**Supplied text**
Meanwhile, the growers were content with the valley being under the grip of the Senderistas because they felt protected from the drug traffickers and criminal gangs as well as from the government’s agrarian reforms. Interestingly, the cocaine producers and drug traffickers also welcomed the change because discipline among growers pushed production up. By 1988, 211,000 hectares of the valley were covered with coca plants. In addition, under the Sendero’s rule, shipment procedures were streamlined. It was the Sendero’s responsibility to protect airstrips scattered around the valley, a task it continued to carry out in 2002 without interference. Shipping by small aeroplanes became not only easier, it became more efficient as well.

The Sendero’s activities did not remain limited to the control of coca production. In some areas they also took over other businesses, for example foreign exchange. In Xiòn local banks stopped exchanging dollars into Peruvian Intis for the intermediaries of the Medellin Cartel. Instead, the Sendero Luminoso, for a small commission, provided the Colombians with domestic currency to pay growers. Naturally, bankers were extremely unhappy about these arrangements, but there was nothing they could do because the Sendero Luminoso was the de facto governing authority in the valley. Control over foreign exchange allowed the Senderistas access to a considerable amount of hard cash in a country starved for foreign exchange. Part of the money was used to maintain its authority in Selva Alta and other enclaves; part was allocated to buy weapons to promote the group’s Marxist dream in Peru. The Sendero Luminoso was – before the Colombian FARC – by far the best-armed group in Latin America. Between February and September 1989, for example, it successfully undermined the government’s efforts to eradicate drug trafficking in the valley. In retaliation for the use of the herbicide Spike, which destroyed coca plantations, members of the Sendero Luminoso assaulted a military garrison in the town of Uchiza and shot dead the 50 soldiers who had surrendered after being outnumbered by the Senderistas. That same year the government declared the Upper Huallaga valley a military emergency zone under the control of a zone commander.

In the Upper Huallaga valley, the Sendero Luminoso succeeded in creating a terror-run economy based upon drug revenues, which formed the core of a micro-state. Selva Alta is one of the many ‘state-shells’, de facto state entities created around a war economy generated by the activities of violent armed groups. The Sendero Luminoso’s model is that of a “commercial war economy”, based on the commercialisation of local resources, i.e. coca plantations and trafficking in illegal products such as narcotics. In this model ‘armed groups create economic sanctuaries by gaining military control of economically profitable areas [such as Selva Alta] and develop commercial networks with third parties, i.e. the Colombian drug cartels; they even work in collusion with rival groups. The impact can be positive by contributing to… the protection of illegal sectors, [for example coca production].’ Some of these economies can generate vast amounts of income, as is the case in the Upper Huallaga valley. In the late 1980s, total revenues for Peruvian coca leaves and coca paste yielded an estimated 28 billion dollars in the United States. Of this figure, the share of Peruvian paste producers and local traffickers was 7.48 billion dollars, equivalent to 20 per cent of legitimate Peruvian GNP, which in 1990 was 35 billion dollars. Growers got 240 million dollars for cultivating the coca. Sendero Luminoso’s share of this business in Selva Alta was estimated at 30 million dollars, sufficient to purchase arms and expand its racket of protection and extortion across Peru. The benefits of the commercial war economy are also apparent among the population. The 66,000 families living in the Upper Huallaga valley enjoyed annual average earnings of 3,639 dollars, more than three times the 1,000-dollar per capita average income in the rest of Peru.

**Material provided**
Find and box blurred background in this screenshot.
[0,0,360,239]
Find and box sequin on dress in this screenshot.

**Written tasks**
[1] Please revise the stretch of the passage on the Upper Huallaga valley from "Meanwhile, the growers" through "efficient as well.", replacing "airstrips" with "landing strips".
[2] Does the passage on the Upper Huallaga valley support each statement below? Give yes or no for each, with the deciding words quoted from the passage.
(a) By 1988, coca plants covered 211,000 hectares of the valley.
(b) The Sendero Luminoso's share of the business in Selva Alta was estimated at 240 million dollars.
(c) In Uchiza, members of the Sendero Luminoso shot dead 50 soldiers who had surrendered.

**Answers for this exercise**
[1]
Meanwhile, the growers were content with the valley being under the grip of the Senderistas because they felt protected from the drug traffickers and criminal gangs as well as from the government’s agrarian reforms. Interestingly, the cocaine producers and drug traffickers also welcomed the change because discipline among growers pushed production up. By 1988, 211,000 hectares of the valley were covered with coca plants. In addition, under the Sendero’s rule, shipment procedures were streamlined. It was the Sendero’s responsibility to protect landing strips scattered around the valley, a task it continued to carry out in 2002 without interference. Shipping by small aeroplanes became not only easier, it became more efficient as well.

[2]
(a) Yes: "By 1988, 211,000 hectares of the valley were covered with coca plants."
(b) No: "Sendero Luminoso’s share of this business in Selva Alta was estimated at 30 million dollars"
(c) Yes: "shot dead the 50 soldiers who had surrendered after being outnumbered by the Senderistas"